§ **Task prompt**:
Print, exactly as given, each line of the data from the line containing "person in white" up to and including its last line.

Dataset items
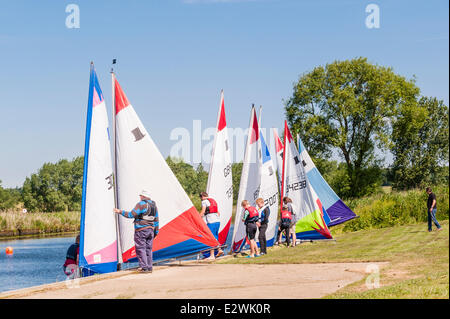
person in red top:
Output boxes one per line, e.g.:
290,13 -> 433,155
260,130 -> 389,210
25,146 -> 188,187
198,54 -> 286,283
241,200 -> 261,258
63,235 -> 80,278
280,205 -> 292,247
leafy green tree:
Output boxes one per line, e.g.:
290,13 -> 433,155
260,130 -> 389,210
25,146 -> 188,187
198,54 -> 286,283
22,157 -> 83,212
285,58 -> 419,197
0,180 -> 20,210
392,97 -> 449,189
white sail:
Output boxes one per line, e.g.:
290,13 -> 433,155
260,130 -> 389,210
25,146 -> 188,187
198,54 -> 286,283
79,64 -> 117,275
281,122 -> 332,239
256,131 -> 279,247
112,74 -> 218,262
273,128 -> 283,189
206,91 -> 233,245
232,107 -> 261,252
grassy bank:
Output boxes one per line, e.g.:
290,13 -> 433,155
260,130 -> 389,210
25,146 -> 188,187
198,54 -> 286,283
342,185 -> 449,232
0,211 -> 80,238
218,220 -> 449,298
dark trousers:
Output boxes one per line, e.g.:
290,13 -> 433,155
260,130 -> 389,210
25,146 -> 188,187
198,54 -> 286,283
134,228 -> 154,270
258,224 -> 267,254
428,208 -> 441,231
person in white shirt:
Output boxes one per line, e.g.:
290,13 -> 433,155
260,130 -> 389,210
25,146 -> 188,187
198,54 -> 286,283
200,192 -> 223,260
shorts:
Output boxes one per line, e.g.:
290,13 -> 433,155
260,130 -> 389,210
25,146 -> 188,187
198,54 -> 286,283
207,222 -> 220,240
246,223 -> 257,240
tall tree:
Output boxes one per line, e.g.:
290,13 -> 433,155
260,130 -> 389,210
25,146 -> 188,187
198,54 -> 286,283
285,58 -> 419,197
22,156 -> 83,212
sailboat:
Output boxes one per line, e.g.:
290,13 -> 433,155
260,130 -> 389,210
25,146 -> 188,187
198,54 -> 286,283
112,73 -> 219,262
255,116 -> 279,247
297,134 -> 356,226
231,106 -> 261,253
281,121 -> 332,240
78,63 -> 117,275
206,90 -> 233,245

§ **Full solution**:
person in white shirt:
Output boxes one per line, e.g.:
290,13 -> 433,155
260,130 -> 389,210
25,146 -> 188,187
198,54 -> 286,283
200,192 -> 223,260
shorts:
Output boxes one per line, e.g.:
290,13 -> 433,155
260,130 -> 389,210
25,146 -> 188,187
198,54 -> 286,283
207,222 -> 220,240
246,223 -> 257,240
tall tree:
Output boxes one per line, e.g.:
290,13 -> 433,155
260,130 -> 389,210
25,146 -> 188,187
198,54 -> 286,283
285,58 -> 419,197
22,156 -> 83,212
sailboat:
Output boxes one per line, e.g.:
290,13 -> 433,155
260,130 -> 389,210
25,146 -> 188,187
198,54 -> 286,283
112,73 -> 219,262
255,116 -> 279,247
297,134 -> 356,226
231,106 -> 261,253
281,121 -> 332,240
78,63 -> 117,275
206,90 -> 233,245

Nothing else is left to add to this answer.